## Exercise goal
Print each record exactly, with no word added or removed.

※

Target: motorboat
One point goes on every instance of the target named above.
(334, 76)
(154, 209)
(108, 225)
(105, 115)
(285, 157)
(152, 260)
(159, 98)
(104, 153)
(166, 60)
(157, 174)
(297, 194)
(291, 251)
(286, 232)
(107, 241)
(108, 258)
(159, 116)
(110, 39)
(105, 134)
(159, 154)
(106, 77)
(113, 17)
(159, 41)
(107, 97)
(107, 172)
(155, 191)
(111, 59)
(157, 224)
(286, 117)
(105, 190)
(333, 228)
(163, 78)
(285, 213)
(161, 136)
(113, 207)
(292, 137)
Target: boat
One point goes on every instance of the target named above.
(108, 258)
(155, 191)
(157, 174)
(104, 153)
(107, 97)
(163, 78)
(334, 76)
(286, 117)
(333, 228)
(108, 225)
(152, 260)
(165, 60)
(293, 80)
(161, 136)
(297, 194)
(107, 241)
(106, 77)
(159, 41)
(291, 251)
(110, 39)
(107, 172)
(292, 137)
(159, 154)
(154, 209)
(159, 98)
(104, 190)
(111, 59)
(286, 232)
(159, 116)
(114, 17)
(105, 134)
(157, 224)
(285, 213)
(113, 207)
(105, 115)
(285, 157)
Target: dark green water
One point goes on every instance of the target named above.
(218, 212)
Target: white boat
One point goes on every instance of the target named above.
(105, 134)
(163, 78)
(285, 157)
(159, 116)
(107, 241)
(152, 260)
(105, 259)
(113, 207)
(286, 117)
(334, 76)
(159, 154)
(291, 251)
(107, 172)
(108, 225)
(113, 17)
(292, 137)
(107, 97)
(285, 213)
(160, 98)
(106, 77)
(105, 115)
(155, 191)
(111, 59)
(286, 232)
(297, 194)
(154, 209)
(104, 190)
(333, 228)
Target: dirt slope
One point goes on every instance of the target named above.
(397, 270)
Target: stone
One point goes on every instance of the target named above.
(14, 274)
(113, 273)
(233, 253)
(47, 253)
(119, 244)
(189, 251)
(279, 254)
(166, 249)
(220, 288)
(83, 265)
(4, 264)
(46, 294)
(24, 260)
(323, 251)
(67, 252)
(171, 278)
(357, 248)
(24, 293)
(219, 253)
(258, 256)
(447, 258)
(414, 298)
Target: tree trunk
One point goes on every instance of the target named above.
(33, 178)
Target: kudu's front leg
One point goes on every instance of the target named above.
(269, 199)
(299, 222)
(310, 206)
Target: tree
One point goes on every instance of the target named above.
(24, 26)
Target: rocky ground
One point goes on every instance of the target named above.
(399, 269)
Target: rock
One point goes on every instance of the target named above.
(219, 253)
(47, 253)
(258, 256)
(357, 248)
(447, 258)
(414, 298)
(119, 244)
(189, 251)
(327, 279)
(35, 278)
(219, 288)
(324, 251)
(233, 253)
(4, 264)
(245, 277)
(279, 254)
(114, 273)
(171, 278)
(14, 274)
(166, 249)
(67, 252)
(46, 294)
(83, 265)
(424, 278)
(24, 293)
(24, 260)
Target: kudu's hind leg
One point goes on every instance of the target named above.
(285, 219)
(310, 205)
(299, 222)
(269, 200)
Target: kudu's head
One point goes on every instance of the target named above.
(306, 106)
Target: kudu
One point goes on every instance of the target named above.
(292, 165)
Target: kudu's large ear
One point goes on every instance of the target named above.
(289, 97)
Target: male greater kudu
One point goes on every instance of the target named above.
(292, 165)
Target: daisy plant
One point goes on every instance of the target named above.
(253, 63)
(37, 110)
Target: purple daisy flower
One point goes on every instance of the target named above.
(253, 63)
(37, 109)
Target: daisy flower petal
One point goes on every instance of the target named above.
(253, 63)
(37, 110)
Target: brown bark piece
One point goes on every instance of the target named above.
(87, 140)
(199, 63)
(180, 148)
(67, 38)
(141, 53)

※

## Response area
Target: motorboat
One point goes on every instance of the target named above.
(334, 76)
(154, 209)
(108, 225)
(105, 115)
(285, 157)
(152, 260)
(159, 98)
(104, 153)
(166, 60)
(157, 174)
(297, 194)
(291, 251)
(286, 232)
(107, 241)
(108, 258)
(159, 116)
(110, 39)
(105, 134)
(159, 154)
(106, 77)
(113, 17)
(159, 41)
(107, 97)
(107, 172)
(155, 191)
(111, 59)
(157, 224)
(286, 117)
(105, 190)
(333, 228)
(163, 78)
(285, 213)
(161, 136)
(113, 207)
(292, 137)
Target: boat
One point goes on every instance of the target named above.
(108, 258)
(155, 191)
(157, 174)
(104, 153)
(107, 97)
(163, 78)
(334, 76)
(286, 117)
(333, 228)
(108, 225)
(152, 260)
(165, 60)
(293, 80)
(161, 136)
(297, 194)
(107, 241)
(106, 77)
(159, 41)
(291, 251)
(110, 39)
(107, 172)
(292, 137)
(159, 154)
(154, 209)
(159, 98)
(104, 190)
(111, 59)
(286, 232)
(159, 116)
(114, 17)
(105, 134)
(157, 224)
(285, 213)
(113, 207)
(105, 115)
(285, 157)
Target: dark green water
One point goes on every instance of the target named above.
(218, 212)
Target: white boat
One point goes on every instance of the target named above.
(105, 134)
(163, 78)
(285, 157)
(159, 116)
(107, 241)
(152, 260)
(105, 259)
(113, 207)
(286, 117)
(334, 76)
(159, 154)
(291, 251)
(107, 172)
(108, 225)
(113, 17)
(292, 137)
(107, 97)
(285, 213)
(160, 98)
(106, 77)
(105, 115)
(155, 191)
(111, 59)
(286, 232)
(297, 194)
(154, 209)
(104, 190)
(333, 228)
Target: dirt slope
One point goes on every instance of the target named above.
(397, 270)
Target: stone
One point goes on every instance of the target named above.
(14, 274)
(113, 273)
(233, 253)
(47, 253)
(119, 244)
(189, 251)
(279, 254)
(166, 249)
(220, 288)
(83, 265)
(4, 264)
(46, 294)
(24, 260)
(323, 251)
(67, 252)
(171, 278)
(357, 248)
(24, 293)
(219, 253)
(258, 256)
(447, 258)
(414, 298)
Target: tree trunk
One point goes on every instance of the target named above.
(33, 178)
Target: kudu's front leg
One point goes on every instance of the target named above.
(269, 199)
(299, 222)
(310, 206)
Target: tree
One point goes on every instance of the target named above.
(24, 26)
Target: rocky ground
One point goes on every instance of the target named above.
(399, 269)
Target: rock
One point goes on every instance of the target named above.
(219, 253)
(47, 253)
(258, 256)
(357, 248)
(447, 258)
(414, 298)
(119, 244)
(189, 251)
(327, 279)
(35, 278)
(219, 288)
(324, 251)
(233, 253)
(4, 264)
(245, 277)
(279, 254)
(114, 273)
(171, 278)
(14, 274)
(166, 249)
(67, 252)
(46, 294)
(83, 265)
(424, 278)
(24, 293)
(24, 260)
Target: kudu's hind leg
One point goes on every instance of the target named above.
(285, 219)
(310, 205)
(299, 222)
(269, 200)
Target: kudu's head
One point goes on every instance of the target named above.
(306, 106)
Target: kudu
One point goes on every instance of the target named above.
(292, 165)
Target: kudu's large ear
One point goes on every instance of the target named above.
(289, 97)
Target: male greater kudu
One point goes on every instance of the target named above.
(292, 165)
Target: daisy plant
One point goes on every instance of the target named above.
(253, 63)
(37, 110)
Target: purple daisy flower
One point goes on every instance of the target named above.
(253, 63)
(37, 109)
Target: daisy flower petal
One point goes on every instance of the target named above.
(253, 63)
(37, 110)
Target: brown bark piece
One point goes on every instance of the target named above.
(87, 140)
(199, 63)
(180, 148)
(67, 38)
(141, 53)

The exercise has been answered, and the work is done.